Labeled-object pointing entries
▽
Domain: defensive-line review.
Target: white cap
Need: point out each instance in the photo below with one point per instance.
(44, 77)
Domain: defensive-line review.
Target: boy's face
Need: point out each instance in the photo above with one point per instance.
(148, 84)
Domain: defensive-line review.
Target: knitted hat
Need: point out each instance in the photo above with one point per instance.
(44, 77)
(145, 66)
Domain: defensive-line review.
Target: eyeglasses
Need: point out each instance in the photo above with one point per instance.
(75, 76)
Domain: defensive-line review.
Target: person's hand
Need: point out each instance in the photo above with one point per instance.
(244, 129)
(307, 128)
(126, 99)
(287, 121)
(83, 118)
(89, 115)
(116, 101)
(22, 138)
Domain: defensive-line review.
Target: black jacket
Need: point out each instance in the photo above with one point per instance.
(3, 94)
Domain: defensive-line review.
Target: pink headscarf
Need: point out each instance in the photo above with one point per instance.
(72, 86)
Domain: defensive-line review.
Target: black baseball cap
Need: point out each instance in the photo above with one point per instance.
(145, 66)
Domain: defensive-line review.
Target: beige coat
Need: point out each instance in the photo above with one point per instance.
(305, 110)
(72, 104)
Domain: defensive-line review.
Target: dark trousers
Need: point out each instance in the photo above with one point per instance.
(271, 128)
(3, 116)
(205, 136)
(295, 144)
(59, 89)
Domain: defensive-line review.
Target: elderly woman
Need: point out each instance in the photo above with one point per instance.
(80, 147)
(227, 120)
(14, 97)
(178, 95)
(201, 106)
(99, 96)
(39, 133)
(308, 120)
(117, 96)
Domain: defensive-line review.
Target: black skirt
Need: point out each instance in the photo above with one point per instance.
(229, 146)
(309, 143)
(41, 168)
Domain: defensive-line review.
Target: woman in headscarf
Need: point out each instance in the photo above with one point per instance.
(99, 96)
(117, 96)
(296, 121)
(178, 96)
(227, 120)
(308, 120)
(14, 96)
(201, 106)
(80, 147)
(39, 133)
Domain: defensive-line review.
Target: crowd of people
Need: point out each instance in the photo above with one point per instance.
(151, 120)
△
> GOAL
Transcribe all the entries, keeping each one exactly as it is.

> RESPONSE TO THIS EXERCISE
Domain: defensive-line review.
Target: white cap
Need: point out each instance in the photo below with one point per instance.
(44, 77)
Domain: defensive-line review.
Target: boy's face
Need: point out each instance in the photo above with one point per instance.
(148, 84)
Domain: defensive-line review.
Target: knitted hat
Need: point out each instance in the photo above with one point per instance.
(44, 77)
(145, 66)
Domain: defensive-line review.
Target: eyeglasses
Need: point out each instance in the photo above with one point per instance.
(75, 76)
Domain: defensive-line review.
Target: person's hand
Need: point out each instance in the photo above with one point per instance.
(244, 129)
(307, 128)
(126, 99)
(287, 121)
(83, 118)
(89, 115)
(116, 101)
(22, 138)
Domain: defensive-line review.
Target: black jacket
Need: point out each instance in the photo above with one point per instance.
(3, 94)
Domain: defensive-line review.
Target: pink headscarf
Need: point out each instance in the photo above with one point per instance.
(72, 86)
Domain: defensive-line review.
Target: black baseball cap
Need: point out each instance in the photo above with one point per instance.
(145, 66)
Domain: defensive-line review.
Target: beige coat
Need: point out each instance in the photo above with one point per instance.
(305, 110)
(72, 104)
Domain: defensive-line review.
Target: dark trousers
Need: point out each instance in the photo above with one point per instance.
(271, 128)
(3, 116)
(205, 136)
(295, 144)
(59, 89)
Domain: defensive-line review.
Target: elderly woman
Need: point out each instance in the photo above with one point per instance.
(80, 147)
(227, 120)
(14, 97)
(178, 95)
(201, 106)
(99, 96)
(39, 133)
(308, 120)
(117, 96)
Domain: defensive-line review.
Target: black skirt
Need: point out each instance in the photo above with one point per instance.
(229, 146)
(309, 143)
(41, 168)
Domain: defensive-line review.
Target: woman in headscarf
Need: point out each instance in the photo above with one point per instance.
(99, 96)
(117, 96)
(296, 121)
(178, 96)
(227, 120)
(308, 120)
(14, 96)
(201, 106)
(80, 147)
(39, 133)
Domain: defensive-line review.
Target: crowd of people
Need: point out each instance in the photo above with one point per instance.
(151, 120)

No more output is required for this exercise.